START ENTRIES PROVIDED

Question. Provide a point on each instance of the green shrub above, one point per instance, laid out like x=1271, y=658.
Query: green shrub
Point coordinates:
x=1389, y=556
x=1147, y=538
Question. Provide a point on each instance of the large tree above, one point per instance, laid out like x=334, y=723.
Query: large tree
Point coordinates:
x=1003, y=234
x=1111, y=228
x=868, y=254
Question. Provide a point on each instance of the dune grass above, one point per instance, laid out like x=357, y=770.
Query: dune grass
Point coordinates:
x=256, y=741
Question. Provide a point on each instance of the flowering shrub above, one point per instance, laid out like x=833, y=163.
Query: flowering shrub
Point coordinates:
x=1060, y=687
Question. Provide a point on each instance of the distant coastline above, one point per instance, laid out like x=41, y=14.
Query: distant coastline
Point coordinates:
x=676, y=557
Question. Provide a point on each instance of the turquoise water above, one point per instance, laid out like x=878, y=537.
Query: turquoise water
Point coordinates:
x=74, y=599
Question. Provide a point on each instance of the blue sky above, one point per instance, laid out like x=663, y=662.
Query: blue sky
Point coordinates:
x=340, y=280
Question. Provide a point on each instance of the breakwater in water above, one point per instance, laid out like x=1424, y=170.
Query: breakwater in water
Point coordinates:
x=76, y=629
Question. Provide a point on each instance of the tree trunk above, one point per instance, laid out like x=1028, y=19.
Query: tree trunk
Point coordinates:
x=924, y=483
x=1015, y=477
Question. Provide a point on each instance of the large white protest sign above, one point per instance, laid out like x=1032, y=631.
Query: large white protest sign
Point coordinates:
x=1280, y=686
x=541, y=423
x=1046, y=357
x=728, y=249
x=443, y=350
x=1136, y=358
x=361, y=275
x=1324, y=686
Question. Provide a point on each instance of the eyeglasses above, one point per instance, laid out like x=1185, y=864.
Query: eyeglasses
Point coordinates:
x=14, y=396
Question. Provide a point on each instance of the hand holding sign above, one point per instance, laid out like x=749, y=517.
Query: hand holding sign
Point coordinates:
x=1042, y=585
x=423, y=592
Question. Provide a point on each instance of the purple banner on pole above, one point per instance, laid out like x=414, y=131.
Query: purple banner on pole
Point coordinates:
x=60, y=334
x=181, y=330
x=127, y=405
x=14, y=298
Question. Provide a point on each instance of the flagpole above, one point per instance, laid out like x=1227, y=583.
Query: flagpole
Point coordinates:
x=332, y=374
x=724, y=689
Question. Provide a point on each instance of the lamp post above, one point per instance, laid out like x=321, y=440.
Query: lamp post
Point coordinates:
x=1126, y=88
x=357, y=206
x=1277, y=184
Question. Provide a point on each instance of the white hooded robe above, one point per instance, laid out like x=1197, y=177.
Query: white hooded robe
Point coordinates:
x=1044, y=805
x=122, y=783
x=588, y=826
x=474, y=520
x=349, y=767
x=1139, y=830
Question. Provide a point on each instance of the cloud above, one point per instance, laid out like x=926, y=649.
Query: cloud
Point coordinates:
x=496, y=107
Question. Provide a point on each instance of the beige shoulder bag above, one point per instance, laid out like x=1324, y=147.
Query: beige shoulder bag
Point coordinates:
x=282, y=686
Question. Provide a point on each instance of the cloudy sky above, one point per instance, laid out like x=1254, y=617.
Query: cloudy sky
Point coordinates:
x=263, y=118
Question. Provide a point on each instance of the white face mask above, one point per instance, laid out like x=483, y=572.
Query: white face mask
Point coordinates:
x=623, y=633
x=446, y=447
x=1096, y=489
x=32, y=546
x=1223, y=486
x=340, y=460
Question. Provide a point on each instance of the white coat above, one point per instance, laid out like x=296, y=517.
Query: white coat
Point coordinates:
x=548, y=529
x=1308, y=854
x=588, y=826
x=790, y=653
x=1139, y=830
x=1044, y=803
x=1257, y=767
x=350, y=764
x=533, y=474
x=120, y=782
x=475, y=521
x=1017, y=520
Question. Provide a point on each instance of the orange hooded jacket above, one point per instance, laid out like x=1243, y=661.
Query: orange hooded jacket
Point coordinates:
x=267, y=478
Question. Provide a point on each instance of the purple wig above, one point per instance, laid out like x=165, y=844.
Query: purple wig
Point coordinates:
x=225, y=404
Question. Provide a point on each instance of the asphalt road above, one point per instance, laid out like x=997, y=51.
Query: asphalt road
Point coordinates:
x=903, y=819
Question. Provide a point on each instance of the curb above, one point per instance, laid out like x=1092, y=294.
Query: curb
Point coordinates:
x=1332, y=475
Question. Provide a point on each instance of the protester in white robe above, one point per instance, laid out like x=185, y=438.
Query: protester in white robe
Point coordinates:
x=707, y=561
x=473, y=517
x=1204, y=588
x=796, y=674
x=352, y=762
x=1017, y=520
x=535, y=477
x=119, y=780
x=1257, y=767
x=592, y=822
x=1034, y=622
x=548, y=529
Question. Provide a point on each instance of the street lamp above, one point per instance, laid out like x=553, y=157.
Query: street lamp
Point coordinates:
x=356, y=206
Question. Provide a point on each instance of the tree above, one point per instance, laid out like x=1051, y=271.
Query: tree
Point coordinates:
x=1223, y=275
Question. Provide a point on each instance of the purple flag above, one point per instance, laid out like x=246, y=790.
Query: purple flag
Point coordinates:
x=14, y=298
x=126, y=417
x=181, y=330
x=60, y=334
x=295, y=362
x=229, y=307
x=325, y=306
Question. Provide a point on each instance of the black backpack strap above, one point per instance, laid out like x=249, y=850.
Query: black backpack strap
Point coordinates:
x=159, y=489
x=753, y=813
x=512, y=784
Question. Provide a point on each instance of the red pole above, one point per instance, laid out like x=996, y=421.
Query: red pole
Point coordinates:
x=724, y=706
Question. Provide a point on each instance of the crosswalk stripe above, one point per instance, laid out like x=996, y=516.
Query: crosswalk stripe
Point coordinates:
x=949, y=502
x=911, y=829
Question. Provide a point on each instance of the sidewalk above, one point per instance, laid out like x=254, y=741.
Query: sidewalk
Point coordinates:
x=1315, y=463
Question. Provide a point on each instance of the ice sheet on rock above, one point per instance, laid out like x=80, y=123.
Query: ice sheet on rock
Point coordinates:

END ENTRIES PROVIDED

* INSTRUCTIONS FOR THE TASK *
Transcribe each line of the data above, unaltered, from the one where "Query: lamp post" appears to the one where "Question. Provide a point on each instance of the cloudy" appears, inclusive of both.

* YOUR SOLUTION *
Query: lamp post
Point coordinates:
x=1126, y=88
x=357, y=206
x=1277, y=184
Question. Provide a point on each instance of the white hooded robe above, one point per instance, laid out like x=1197, y=177.
Query: white hooded robe
Point coordinates:
x=1044, y=805
x=122, y=783
x=588, y=826
x=474, y=520
x=349, y=767
x=1139, y=830
Question. Provide a point on each instance of the cloud above, one point per instance, laid out like x=926, y=649.
Query: cloud
Point coordinates:
x=496, y=107
Question. Provide a point on each instance of the beige shoulder bag above, one point per instance, laid out like x=1324, y=147.
Query: beige shoulder bag
Point coordinates:
x=282, y=686
Question. Provide a point on each instance of the cloudy sky above, one point per instance, laid out like x=1254, y=617.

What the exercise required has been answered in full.